TASK REQUIREMENTS:
**a)** In the film review, who is named as the fitting director that O'Bannon and Shusett found for Total Recall?
**b)** Please resume the film review after its final sentence.
==== PAGE EXCERPT ====
Sub-textual force is however drained off by the happenstance structure, and O’Bannon and Shusett just never wielded the same canniness as O’Bannon’s former collaborator John Carpenter in describing political and social metaphors, putting far more emphasis on rendering their stories as hyper-vivid shock machines, which is perhaps why they finally found such a fitting director in Paul Verhoeven for Total Recall. The final horror of the revelations involving Dan and Linda’s marriage is virtually ineffectual, partly because a supposed passion relationship hasn’t been very well described – and also because if you don’t guess the twists from a half-hour in, you ought to have your genre fan membership revoked. Technical raggedness is often apparent in poor post-dubbing, which doesn’t help the brittle acting. In his last feature role, Albertson’s portrait of evil – even if his motives and methods remain too hazy – is however entertaining, with his low-key, avuncular, proudly showman-like relish of his achievements all too keenly offsetting Farentino’s hammy approximation of hysteria.
==== MATERIAL SHOWN ====
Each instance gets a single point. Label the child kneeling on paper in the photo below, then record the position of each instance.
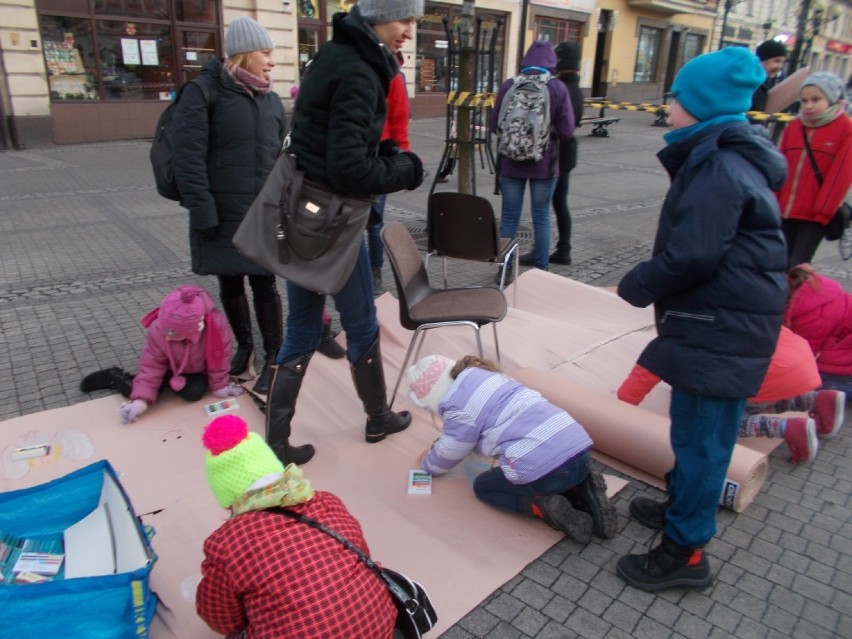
(267, 575)
(187, 347)
(544, 455)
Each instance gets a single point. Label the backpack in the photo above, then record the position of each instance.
(523, 125)
(161, 148)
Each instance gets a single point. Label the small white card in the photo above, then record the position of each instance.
(419, 482)
(224, 406)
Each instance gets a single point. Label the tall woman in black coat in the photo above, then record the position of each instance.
(223, 152)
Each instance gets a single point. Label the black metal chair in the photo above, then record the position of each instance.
(463, 226)
(422, 307)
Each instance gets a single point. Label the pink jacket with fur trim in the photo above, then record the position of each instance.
(211, 354)
(821, 312)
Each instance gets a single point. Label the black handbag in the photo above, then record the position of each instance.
(843, 216)
(302, 231)
(415, 615)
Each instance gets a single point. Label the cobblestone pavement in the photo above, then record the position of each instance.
(87, 247)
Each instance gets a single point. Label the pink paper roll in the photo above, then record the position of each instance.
(639, 438)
====
ANSWERS:
**a)** Paul Verhoeven.

**b)**
What compulsive tension Dead & Buried does retain – and it does retain quite a lot – is thanks to Sherman ’s atmospheric style. The project would seem a natural fit for Carpenter, and the project has many affinities with Carpenter’s oeuvre (and Blount would go on to appear in Carpenter’s Prince of Darkness). But Sherman does a good job describing the indistinct oddness of Potter’s Bluff, with his cool editing rhythm and becalmed establishing shots segueing into well-staged horror sequences, the nocturnal haziness of billowing mist and abandoned old houses evoking a classical sense of the gothic, whilst Stan Winston’s mostly excellent make-up effects (except for one unfortunately obvious latex mask) lend lividly persuasive corporeal detail to the mercilessness of the town’s unholy citizenry. This film’s status as essential ‘80s trash is evident in the way Tarantino quoted a key sequence in Kill Bill Vol. 1 and then Rodriguez again evoked it in Grindhouse: Planet Terror, when Blount’s killer beauty queen sneaks into the hospital dressed as a too-sexy nurse and eliminates what’s left of Le Moyne by plunging a huge syringe in his remaining eye. Dead & Buried is a very uneven misfire, but a damned interesting one.